*Text block*.
— Begin —

Laura F. Edwards. Scarlett Doesn't Live Here Anymore: Southern Women in the Civil War Era. Urbana and Chicago: University of Illinois Press, 2000. x + 271 pp. $29.95 (cloth), ISBN 978-0-252-02568-6.
Reviewed by Derek W. Frisby (Department of History, The University of Alabama)
Published on H-South (January, 2001)
Moving Away from the Myths of Southern Women's History
Moving Away from the Myths of Southern Women's History
Scarlett Doesn't Live Here Anymore endeavors to look behind the faade of Scarlett O'Hara and her idyllic Tara plantation and discover the complexities of southern womanhood. Laura Edwards laments that the recent growth of research on southern women "has not filtered into the classroom, general histories, and traditional publications" (p. 2). Her goal is to "bring together current literature on southern women and make it more accessible to wider audience while showing how the inclusion of women changes our understanding of the period" (p. 2). To do so, Edwards adopts a chronological approach and ambitiously concentrates on the nexus of gender, race, and class in the former Confederacy. Within each division, she examines the lives of planter class women, yeomen class women, and African-American women, synthesizing primary sources with recent historiography.

— End —

*Dataset section*.
— Begin —

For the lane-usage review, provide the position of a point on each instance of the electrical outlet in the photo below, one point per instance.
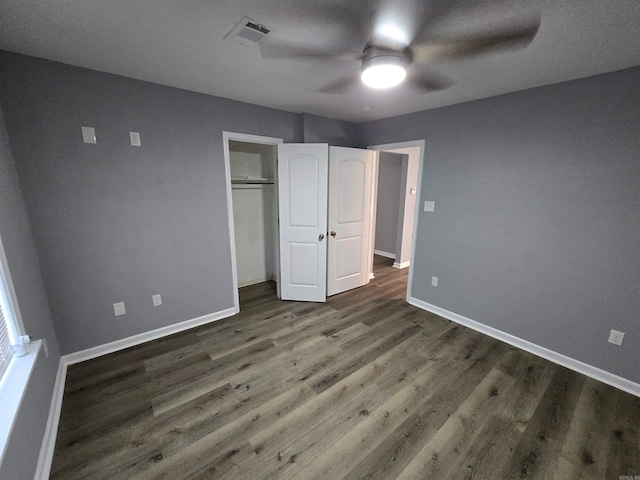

— End —

*Instructions*.
[1] Repeat the stretch of the book review from "Laura F. Edwards." through "University of Alabama)".
[2] Which groups of women does the book review say Edwards examines within each division?
[3] Summarize the book review in two sentences.
The material has nothing to do with the book review.

*Response list*.
[1]
Laura F. Edwards. Scarlett Doesn't Live Here Anymore: Southern Women in the Civil War Era. Urbana and Chicago: University of Illinois Press, 2000. x + 271 pp. $29.95 (cloth), ISBN 978-0-252-02568-6.
Reviewed by Derek W. Frisby (Department of History, The University of Alabama)

[2] Planter class women, yeomen class women, and African-American women.

[3] Laura Edwards's Scarlett Doesn't Live Here Anymore tries to look past the image of Scarlett O'Hara and her Tara plantation to the complexities of southern womanhood, and to bring recent research on southern women to a wider audience. The book follows a chronological approach centered on gender, race, and class in the former Confederacy, and it examines planter class, yeomen class, and African-American women by combining primary sources with recent historiography.